* _WHAT YOU NEED TO DO_:
Output only the span of lines that begins at the line containing "Put a point on every instance of the dry" and ends at the last line of the data, both included, exactly as they appear.

══ TASK INPUT

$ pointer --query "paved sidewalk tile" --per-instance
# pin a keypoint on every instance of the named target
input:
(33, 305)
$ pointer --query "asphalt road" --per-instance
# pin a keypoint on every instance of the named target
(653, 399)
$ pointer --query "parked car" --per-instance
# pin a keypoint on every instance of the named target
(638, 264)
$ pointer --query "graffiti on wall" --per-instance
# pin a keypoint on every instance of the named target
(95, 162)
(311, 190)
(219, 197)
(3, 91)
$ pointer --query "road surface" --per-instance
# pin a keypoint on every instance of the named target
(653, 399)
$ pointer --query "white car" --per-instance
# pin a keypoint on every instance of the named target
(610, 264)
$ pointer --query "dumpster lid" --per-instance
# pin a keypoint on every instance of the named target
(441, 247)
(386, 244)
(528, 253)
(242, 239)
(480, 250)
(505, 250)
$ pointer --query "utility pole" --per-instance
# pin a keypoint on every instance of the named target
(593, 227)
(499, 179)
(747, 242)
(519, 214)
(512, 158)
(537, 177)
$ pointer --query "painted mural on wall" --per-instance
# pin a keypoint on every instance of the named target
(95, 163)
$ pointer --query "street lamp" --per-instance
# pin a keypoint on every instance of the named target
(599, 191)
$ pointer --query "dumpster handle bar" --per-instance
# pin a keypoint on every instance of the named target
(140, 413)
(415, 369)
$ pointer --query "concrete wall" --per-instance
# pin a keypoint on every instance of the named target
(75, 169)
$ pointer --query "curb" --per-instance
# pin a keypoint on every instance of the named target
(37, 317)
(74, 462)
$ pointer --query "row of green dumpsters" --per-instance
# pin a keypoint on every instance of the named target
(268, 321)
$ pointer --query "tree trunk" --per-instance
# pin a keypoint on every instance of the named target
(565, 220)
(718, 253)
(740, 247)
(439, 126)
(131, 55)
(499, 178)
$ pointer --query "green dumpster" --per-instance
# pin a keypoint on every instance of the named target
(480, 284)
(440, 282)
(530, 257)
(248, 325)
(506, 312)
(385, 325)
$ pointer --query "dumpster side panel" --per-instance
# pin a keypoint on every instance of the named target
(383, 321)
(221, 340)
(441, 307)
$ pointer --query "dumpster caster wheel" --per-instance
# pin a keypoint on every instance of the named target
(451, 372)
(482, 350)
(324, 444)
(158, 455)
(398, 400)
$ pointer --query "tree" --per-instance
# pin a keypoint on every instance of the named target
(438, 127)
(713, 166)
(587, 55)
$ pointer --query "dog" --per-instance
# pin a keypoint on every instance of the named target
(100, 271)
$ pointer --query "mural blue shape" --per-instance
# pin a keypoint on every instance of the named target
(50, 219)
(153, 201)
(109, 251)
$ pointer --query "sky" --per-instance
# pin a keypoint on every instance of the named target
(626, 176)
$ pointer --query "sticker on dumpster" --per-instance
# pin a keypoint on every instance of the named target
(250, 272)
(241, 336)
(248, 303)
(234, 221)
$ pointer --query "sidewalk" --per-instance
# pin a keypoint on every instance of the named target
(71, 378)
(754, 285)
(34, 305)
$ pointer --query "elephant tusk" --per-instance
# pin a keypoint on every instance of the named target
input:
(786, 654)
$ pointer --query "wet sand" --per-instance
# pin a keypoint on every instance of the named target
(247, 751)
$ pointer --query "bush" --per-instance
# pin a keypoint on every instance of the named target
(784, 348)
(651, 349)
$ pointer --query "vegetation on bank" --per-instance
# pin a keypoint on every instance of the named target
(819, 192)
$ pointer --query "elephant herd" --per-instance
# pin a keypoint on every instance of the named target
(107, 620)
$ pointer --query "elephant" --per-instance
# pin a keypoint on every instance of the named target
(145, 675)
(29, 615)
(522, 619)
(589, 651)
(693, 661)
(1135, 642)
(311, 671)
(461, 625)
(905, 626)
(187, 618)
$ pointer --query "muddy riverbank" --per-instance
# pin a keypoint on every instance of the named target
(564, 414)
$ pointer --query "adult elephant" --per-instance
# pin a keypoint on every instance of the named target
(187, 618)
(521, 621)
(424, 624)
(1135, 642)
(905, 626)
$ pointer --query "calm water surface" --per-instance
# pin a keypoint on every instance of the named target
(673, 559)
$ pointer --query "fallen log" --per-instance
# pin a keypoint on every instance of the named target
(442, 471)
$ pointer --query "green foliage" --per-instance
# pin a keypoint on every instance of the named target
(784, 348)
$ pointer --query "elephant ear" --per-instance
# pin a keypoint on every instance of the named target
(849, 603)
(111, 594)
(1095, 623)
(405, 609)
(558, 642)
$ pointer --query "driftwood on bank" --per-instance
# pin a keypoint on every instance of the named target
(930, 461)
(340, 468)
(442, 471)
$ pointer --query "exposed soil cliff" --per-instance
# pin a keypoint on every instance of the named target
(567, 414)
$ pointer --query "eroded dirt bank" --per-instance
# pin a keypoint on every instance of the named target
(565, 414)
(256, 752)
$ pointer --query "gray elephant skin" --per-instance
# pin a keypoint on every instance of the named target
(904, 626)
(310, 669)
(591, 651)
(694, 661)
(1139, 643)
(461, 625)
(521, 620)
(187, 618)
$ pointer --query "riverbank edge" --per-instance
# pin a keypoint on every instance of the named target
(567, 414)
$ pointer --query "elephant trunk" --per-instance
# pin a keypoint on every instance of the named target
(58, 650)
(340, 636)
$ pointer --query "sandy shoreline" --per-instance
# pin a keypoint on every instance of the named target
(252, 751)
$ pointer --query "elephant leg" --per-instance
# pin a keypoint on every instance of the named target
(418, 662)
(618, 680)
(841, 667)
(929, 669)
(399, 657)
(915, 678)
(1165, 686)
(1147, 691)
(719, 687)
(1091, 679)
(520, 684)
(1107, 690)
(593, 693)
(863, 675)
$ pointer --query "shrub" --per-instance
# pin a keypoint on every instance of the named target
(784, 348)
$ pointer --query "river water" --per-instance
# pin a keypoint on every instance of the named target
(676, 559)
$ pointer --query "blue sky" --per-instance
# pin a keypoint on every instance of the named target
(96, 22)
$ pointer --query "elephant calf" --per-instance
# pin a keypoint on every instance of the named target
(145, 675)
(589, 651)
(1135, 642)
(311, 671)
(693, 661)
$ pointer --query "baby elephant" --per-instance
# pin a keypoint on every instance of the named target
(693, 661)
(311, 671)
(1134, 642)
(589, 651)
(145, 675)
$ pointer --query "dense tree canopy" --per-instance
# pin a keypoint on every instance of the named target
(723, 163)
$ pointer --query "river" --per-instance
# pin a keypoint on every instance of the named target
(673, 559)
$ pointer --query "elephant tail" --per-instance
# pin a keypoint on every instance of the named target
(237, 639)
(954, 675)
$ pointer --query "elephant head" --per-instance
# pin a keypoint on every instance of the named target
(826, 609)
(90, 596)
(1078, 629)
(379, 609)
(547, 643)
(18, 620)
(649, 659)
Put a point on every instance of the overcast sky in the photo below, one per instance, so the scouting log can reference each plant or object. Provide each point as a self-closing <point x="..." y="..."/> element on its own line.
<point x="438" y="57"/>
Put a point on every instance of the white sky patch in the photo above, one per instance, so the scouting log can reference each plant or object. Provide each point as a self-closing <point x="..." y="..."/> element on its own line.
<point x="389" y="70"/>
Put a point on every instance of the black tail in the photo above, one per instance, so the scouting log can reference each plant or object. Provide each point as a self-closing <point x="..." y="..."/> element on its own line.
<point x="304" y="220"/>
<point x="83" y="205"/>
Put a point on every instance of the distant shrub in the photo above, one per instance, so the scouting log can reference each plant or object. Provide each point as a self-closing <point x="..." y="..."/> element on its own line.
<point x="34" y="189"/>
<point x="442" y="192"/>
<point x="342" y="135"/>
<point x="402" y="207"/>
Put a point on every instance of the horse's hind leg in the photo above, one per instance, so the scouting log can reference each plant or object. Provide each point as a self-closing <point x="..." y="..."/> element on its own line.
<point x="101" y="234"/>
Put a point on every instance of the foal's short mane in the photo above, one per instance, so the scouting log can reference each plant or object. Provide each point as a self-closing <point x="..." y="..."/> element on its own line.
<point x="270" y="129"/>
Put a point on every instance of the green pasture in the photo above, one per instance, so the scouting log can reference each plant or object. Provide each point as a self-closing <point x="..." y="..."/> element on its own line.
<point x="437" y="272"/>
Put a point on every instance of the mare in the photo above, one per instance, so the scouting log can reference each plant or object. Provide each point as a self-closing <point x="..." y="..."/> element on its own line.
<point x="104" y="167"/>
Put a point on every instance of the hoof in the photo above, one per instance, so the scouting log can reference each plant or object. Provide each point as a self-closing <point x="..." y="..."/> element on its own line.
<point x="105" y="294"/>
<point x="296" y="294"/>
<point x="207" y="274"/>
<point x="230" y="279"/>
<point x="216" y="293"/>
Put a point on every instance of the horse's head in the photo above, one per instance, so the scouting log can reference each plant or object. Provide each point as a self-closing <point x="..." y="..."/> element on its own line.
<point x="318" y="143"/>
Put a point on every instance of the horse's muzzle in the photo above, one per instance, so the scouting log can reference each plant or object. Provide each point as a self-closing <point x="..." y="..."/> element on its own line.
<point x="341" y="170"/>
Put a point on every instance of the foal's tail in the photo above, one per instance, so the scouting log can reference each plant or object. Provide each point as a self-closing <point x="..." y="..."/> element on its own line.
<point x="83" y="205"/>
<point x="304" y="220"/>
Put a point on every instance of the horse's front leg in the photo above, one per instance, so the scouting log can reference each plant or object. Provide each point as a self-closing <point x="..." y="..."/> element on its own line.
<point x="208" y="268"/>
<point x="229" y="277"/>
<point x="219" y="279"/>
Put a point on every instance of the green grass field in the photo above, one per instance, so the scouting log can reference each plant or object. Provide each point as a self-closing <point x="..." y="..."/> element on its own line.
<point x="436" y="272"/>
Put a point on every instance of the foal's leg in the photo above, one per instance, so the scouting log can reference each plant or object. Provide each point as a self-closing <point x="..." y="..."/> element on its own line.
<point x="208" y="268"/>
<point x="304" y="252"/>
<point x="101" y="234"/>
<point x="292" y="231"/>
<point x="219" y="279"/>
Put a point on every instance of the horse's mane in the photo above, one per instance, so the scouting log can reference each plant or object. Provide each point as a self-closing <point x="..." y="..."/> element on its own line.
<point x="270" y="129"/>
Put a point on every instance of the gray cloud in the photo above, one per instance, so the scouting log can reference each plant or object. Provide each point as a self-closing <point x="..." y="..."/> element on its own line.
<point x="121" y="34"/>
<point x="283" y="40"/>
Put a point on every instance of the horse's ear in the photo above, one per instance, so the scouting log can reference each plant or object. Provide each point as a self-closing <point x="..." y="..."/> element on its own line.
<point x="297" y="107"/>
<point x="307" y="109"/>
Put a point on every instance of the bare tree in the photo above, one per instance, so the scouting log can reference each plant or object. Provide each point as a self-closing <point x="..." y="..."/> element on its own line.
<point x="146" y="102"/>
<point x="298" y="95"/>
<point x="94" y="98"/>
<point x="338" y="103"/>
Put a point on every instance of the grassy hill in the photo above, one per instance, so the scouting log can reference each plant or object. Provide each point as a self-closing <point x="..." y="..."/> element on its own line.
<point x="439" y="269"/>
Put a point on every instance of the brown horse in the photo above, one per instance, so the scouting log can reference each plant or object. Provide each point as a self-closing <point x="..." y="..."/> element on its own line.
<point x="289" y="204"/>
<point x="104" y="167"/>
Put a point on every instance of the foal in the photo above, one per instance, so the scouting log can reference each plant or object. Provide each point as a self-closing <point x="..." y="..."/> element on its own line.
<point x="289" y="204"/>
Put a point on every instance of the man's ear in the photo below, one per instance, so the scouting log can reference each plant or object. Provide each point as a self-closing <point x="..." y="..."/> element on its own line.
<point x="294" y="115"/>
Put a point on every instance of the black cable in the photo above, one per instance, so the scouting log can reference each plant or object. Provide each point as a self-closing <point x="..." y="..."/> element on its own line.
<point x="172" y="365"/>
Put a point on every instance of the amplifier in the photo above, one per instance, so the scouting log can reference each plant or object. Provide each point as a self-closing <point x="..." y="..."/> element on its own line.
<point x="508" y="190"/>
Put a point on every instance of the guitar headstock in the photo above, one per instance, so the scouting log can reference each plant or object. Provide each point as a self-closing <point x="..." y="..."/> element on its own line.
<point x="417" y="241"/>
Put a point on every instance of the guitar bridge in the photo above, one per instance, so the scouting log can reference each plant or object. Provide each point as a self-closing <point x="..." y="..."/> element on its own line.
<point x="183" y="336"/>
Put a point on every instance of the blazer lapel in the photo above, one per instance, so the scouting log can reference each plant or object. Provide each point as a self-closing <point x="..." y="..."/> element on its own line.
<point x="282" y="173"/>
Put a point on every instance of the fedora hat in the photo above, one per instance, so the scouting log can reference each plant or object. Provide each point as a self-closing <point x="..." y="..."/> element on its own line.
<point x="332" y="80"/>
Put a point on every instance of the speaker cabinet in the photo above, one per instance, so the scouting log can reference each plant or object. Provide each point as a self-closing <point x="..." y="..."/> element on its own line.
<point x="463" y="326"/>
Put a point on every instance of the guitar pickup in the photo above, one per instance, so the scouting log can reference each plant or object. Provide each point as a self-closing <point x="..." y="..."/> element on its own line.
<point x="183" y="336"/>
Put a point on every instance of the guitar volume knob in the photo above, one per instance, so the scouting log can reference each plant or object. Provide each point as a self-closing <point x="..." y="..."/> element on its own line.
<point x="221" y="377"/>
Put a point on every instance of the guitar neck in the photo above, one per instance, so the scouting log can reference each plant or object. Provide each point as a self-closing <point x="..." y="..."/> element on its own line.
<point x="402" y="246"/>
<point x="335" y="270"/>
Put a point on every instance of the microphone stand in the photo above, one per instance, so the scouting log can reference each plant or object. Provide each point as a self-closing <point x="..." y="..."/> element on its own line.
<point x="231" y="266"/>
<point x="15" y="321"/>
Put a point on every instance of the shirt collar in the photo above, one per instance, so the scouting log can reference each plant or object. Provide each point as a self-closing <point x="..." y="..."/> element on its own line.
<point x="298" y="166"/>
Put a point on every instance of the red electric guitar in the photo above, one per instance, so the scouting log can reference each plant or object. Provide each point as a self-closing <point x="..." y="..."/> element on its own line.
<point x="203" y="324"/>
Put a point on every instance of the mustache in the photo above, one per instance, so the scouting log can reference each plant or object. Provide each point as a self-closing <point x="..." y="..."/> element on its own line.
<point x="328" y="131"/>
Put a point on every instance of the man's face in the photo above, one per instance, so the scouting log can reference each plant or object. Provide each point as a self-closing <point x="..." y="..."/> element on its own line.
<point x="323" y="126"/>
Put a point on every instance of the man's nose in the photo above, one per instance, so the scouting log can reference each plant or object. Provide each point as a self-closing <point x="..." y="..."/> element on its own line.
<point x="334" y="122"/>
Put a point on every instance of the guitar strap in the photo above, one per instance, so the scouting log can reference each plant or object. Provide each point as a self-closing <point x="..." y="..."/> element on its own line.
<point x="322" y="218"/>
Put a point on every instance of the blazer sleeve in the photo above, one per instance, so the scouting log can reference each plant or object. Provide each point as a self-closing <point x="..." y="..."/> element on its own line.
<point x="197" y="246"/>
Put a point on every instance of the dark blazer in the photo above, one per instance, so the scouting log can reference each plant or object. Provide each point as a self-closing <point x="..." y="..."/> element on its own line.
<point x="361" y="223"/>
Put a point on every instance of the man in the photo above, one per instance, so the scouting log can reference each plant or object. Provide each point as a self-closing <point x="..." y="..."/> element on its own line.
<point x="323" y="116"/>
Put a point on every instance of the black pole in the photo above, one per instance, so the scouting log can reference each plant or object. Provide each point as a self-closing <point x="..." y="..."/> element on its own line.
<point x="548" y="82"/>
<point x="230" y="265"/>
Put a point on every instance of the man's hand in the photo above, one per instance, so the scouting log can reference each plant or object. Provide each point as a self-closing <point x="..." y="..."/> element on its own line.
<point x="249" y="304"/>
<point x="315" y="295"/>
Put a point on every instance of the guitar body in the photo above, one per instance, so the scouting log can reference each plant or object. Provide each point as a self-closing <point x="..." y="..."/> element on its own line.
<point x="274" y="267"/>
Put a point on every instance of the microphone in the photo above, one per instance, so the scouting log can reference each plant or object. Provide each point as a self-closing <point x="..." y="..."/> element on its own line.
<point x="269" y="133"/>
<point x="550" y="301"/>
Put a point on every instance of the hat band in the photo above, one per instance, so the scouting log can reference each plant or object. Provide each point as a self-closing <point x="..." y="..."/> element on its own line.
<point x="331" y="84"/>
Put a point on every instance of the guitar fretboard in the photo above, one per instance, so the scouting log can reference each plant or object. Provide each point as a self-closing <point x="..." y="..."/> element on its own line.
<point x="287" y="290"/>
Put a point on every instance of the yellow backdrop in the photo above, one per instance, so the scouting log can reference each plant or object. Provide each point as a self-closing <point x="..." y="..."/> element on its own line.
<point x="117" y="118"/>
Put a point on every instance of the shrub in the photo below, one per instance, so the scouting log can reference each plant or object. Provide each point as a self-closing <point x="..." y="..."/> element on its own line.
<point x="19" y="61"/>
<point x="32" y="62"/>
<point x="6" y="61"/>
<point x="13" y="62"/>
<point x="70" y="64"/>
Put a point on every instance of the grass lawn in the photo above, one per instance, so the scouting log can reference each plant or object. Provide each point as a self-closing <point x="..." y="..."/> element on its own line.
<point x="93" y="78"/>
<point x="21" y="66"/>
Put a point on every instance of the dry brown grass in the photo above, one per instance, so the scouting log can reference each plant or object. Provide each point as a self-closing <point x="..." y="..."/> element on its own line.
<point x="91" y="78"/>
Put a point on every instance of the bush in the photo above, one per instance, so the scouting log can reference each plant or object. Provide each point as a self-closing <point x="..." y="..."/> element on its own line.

════

* _RESPONSE_:
Put a point on every instance of the dry brown grass in the photo above, one per instance, so the scouting log can reference each plant or object. Provide each point as a self-closing <point x="..." y="..."/> element on its own line.
<point x="91" y="78"/>
Put a point on every instance of the bush in the photo above, one per instance, so the scouting log can reference each plant or object. Provide each point as a self-closing <point x="..." y="..."/> element on its own line.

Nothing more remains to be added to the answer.